Region pointing data:

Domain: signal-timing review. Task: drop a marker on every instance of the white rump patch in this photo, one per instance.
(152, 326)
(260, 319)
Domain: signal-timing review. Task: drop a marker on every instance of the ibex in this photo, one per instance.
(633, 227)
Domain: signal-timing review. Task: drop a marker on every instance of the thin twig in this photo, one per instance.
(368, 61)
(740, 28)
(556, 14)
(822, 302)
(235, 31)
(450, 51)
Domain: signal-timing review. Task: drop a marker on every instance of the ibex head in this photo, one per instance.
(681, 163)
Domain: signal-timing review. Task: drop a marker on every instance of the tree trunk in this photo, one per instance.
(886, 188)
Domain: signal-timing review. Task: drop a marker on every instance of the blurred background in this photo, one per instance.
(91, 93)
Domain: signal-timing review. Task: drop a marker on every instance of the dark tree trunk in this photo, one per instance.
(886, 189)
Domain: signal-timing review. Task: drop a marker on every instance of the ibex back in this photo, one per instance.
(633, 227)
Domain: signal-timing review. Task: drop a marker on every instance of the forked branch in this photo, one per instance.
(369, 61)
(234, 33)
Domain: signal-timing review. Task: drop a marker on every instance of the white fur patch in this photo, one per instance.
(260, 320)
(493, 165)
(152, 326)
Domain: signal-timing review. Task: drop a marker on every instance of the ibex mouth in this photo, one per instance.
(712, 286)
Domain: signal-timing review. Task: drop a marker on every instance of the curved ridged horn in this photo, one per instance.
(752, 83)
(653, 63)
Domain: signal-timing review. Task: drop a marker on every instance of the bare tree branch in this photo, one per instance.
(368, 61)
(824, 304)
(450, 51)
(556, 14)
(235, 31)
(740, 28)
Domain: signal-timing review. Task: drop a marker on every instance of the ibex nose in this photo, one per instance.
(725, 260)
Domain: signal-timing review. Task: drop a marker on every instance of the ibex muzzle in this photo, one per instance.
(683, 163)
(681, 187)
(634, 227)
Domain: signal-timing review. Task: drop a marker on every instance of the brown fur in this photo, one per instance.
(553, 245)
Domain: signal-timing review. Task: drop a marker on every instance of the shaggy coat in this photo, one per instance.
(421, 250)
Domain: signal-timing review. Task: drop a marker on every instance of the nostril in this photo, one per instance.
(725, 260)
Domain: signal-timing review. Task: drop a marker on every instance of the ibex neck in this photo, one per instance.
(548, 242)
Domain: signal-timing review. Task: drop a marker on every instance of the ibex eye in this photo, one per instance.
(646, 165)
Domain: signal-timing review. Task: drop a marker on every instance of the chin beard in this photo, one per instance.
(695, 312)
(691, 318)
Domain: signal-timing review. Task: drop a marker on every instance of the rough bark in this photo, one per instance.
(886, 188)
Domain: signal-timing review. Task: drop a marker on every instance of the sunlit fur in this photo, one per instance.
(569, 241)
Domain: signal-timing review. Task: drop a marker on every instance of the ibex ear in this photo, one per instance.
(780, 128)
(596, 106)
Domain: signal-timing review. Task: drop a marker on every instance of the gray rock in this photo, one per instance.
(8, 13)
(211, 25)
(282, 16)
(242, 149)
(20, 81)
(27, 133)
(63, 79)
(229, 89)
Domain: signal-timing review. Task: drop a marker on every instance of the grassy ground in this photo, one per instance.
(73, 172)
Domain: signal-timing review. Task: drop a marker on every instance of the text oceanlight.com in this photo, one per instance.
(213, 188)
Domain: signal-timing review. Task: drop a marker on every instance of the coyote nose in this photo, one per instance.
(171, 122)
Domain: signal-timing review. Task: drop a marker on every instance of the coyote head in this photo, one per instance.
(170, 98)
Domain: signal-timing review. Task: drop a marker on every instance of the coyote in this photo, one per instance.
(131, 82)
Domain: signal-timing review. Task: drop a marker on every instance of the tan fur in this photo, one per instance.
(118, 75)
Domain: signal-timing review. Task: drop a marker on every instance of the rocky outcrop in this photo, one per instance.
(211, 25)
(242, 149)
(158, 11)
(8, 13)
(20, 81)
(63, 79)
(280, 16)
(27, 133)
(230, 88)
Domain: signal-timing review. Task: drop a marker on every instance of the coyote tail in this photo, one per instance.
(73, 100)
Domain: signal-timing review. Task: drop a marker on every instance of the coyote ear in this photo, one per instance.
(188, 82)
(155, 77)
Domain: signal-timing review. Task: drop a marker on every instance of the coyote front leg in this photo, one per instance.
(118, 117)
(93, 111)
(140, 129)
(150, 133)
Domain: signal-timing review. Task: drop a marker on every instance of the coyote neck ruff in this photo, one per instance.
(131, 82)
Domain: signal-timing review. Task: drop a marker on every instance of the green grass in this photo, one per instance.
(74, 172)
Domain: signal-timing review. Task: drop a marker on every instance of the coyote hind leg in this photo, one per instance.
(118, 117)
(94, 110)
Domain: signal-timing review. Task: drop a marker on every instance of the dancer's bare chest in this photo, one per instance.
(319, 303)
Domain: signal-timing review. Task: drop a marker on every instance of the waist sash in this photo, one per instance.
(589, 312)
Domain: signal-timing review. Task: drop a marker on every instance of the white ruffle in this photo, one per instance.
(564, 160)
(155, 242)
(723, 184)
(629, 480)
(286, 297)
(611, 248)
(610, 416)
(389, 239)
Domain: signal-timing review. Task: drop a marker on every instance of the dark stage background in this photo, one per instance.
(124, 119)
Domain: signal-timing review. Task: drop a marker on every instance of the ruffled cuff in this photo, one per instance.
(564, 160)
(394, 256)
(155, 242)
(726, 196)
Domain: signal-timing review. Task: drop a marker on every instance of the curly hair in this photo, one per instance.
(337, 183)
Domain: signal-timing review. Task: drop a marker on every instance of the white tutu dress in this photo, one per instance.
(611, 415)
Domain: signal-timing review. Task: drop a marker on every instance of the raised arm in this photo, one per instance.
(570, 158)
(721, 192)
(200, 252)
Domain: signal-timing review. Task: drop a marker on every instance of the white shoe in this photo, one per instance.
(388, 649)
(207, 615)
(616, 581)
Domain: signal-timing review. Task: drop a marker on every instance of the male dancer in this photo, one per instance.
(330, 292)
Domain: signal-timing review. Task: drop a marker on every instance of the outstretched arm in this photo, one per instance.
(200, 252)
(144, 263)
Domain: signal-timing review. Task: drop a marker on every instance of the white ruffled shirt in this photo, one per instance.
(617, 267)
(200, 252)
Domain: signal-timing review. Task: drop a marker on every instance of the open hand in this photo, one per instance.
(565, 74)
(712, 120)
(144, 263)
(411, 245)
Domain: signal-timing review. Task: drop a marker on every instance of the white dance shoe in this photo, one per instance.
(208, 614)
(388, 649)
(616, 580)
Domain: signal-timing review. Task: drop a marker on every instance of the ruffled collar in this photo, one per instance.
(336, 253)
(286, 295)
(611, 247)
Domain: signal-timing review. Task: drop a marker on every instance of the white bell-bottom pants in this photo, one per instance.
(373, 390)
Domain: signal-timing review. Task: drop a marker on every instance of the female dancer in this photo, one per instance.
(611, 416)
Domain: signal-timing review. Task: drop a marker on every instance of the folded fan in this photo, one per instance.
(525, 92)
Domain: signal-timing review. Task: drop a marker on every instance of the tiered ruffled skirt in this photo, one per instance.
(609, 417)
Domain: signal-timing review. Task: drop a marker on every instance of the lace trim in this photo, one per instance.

--

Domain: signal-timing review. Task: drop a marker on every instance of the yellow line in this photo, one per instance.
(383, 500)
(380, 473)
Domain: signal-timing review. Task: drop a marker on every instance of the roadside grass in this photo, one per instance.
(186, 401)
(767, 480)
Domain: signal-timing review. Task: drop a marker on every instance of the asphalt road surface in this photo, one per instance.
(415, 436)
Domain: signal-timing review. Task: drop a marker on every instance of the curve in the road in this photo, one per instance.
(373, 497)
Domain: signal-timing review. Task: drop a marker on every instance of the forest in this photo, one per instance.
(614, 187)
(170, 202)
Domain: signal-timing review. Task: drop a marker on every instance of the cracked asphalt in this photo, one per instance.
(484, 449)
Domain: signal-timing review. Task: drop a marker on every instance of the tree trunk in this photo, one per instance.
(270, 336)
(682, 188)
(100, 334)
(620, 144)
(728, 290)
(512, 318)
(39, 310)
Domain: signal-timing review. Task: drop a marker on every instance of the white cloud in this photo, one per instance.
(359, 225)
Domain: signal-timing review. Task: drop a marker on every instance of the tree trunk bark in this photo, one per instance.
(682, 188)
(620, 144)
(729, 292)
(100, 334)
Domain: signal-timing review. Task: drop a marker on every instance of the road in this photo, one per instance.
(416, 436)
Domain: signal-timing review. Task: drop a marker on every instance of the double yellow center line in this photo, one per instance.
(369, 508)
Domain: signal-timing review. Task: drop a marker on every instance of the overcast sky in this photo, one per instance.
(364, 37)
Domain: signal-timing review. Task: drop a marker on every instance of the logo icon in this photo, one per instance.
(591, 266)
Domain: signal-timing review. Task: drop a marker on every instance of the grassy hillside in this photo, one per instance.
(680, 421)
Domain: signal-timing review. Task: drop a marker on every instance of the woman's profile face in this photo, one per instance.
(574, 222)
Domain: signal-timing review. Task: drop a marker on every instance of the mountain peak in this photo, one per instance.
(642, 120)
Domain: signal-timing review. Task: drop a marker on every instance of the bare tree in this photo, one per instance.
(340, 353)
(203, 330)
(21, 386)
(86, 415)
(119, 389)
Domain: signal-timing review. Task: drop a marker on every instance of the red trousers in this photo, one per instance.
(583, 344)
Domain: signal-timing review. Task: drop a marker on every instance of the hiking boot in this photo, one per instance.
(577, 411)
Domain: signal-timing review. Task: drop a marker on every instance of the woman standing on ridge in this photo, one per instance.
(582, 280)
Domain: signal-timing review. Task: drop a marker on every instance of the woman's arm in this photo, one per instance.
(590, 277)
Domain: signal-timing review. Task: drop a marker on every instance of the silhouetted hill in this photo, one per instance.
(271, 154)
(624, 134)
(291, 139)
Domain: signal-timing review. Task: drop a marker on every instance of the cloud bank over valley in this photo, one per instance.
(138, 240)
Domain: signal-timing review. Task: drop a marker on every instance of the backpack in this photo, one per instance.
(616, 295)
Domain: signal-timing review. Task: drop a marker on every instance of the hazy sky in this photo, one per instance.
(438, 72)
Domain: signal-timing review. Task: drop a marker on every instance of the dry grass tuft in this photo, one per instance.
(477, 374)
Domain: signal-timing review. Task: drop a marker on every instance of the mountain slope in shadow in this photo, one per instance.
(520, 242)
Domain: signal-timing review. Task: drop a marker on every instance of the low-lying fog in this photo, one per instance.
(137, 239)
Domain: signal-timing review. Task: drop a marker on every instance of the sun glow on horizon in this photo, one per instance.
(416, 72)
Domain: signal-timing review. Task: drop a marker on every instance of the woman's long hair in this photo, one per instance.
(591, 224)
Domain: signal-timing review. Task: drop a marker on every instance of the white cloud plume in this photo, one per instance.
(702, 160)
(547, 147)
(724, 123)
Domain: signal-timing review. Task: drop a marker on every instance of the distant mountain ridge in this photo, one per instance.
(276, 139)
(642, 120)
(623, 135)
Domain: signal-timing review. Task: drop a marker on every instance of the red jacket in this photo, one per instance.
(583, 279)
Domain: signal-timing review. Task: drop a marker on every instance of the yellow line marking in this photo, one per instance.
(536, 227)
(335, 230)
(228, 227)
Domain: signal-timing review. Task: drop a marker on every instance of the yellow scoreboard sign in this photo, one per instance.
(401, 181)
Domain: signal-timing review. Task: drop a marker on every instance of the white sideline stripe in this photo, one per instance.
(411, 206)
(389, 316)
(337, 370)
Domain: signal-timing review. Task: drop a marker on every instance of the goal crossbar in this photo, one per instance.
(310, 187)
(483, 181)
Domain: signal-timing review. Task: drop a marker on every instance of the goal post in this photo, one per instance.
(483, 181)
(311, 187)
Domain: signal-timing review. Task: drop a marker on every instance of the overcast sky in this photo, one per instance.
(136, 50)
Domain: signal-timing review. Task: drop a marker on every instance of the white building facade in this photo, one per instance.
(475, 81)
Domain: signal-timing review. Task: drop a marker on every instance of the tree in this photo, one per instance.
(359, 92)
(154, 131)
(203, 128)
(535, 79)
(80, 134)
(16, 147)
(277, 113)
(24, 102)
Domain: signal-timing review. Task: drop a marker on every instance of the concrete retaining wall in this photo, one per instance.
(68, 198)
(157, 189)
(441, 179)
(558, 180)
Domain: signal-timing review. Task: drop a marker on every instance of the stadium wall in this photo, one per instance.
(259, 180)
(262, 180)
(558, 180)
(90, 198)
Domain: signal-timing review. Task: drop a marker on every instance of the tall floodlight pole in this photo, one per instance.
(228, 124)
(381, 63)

* * *

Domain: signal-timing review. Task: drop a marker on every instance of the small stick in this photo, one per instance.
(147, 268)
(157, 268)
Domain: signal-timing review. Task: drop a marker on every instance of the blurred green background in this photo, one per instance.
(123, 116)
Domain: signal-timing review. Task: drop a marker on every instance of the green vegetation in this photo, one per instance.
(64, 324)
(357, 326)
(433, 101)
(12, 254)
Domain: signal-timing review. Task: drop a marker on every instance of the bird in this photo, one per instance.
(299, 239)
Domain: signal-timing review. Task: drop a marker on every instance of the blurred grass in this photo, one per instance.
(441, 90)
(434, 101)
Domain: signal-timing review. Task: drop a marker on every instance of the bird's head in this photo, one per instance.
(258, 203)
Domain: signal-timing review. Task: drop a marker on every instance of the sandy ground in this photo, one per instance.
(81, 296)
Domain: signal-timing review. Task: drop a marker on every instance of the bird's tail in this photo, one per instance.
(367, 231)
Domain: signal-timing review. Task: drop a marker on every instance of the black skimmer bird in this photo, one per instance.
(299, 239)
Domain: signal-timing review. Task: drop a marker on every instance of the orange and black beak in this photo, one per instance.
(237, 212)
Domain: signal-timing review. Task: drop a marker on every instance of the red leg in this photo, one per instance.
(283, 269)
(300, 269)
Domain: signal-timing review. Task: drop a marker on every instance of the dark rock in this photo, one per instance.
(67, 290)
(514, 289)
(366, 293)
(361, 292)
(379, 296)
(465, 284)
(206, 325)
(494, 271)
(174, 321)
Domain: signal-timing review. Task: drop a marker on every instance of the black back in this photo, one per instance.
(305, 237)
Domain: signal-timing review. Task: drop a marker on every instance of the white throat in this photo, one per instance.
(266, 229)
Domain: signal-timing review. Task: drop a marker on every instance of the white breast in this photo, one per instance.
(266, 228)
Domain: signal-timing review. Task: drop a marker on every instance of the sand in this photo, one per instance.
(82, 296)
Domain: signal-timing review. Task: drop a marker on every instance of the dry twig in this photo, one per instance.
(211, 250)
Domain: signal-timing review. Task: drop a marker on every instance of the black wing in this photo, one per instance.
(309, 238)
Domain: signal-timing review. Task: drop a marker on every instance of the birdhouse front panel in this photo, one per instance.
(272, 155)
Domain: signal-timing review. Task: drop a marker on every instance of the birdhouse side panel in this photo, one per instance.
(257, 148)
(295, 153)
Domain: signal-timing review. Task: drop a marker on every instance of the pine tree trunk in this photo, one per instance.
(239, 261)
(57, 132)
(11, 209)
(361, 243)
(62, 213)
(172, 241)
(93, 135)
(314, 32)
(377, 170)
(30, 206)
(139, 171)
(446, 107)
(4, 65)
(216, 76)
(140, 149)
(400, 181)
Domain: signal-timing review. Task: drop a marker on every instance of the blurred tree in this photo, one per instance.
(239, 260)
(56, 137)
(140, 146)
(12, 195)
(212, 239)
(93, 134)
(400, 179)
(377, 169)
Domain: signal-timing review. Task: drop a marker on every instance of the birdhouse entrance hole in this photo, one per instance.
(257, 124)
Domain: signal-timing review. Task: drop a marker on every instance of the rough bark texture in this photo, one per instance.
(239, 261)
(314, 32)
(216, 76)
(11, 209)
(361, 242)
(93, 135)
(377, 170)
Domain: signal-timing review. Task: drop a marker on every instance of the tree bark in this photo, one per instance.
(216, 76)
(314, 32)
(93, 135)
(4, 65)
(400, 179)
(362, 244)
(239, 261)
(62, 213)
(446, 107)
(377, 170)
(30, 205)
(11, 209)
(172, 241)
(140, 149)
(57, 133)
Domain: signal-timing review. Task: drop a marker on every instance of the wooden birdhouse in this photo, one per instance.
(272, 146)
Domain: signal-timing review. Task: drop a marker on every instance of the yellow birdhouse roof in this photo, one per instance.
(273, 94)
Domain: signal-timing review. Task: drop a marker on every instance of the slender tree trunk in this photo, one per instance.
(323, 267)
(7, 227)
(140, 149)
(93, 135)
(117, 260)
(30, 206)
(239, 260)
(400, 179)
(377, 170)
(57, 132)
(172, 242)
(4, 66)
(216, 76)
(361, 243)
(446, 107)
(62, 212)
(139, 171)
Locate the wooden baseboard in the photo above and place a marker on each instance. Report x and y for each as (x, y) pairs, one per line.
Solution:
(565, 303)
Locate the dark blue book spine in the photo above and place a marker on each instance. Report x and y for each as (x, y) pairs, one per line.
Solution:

*The problem*
Looking at the entries above, report how many of their lines include "pairs", and add nothing else.

*Solution to this exercise*
2